> [What you are asked to do]:
Bring together every line in the data that includes "trunk".

(Entries taken from a collection)
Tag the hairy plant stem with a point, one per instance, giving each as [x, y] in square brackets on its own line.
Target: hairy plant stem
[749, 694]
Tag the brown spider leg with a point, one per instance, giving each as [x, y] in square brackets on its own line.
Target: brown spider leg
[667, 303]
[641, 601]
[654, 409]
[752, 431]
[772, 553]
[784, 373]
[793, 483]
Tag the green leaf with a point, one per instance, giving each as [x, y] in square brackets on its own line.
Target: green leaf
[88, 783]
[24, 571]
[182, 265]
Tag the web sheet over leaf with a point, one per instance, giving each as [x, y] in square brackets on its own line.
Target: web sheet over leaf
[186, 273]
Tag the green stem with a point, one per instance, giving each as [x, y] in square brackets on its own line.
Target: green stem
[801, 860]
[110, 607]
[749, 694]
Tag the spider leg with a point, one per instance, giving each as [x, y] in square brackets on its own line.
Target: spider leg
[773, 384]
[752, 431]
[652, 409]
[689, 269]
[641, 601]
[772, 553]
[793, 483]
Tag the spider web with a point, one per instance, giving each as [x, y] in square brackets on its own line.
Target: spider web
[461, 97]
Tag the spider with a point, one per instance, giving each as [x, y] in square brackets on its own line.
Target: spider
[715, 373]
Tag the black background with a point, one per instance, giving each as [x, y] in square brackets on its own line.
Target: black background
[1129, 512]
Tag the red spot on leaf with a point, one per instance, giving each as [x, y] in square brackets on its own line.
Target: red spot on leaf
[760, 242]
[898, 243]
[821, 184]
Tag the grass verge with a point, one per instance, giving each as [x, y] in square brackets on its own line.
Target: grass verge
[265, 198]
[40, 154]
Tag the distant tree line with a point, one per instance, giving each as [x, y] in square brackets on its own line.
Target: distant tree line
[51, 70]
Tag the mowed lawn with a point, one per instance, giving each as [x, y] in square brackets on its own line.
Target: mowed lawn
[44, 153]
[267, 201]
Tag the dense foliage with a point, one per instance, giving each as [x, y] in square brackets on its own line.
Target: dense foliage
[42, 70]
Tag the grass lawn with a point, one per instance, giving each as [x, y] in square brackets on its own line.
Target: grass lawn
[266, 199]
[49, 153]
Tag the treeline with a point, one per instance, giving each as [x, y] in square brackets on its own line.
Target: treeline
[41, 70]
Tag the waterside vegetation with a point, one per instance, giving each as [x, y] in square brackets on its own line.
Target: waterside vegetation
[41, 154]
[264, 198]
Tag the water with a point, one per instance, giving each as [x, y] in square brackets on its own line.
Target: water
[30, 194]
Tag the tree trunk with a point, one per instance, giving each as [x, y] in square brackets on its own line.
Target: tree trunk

> [Response box]:
Tag the tree trunk with a point, one per instance, giving each as [x, y] in square brackets on its own line.
Target: tree trunk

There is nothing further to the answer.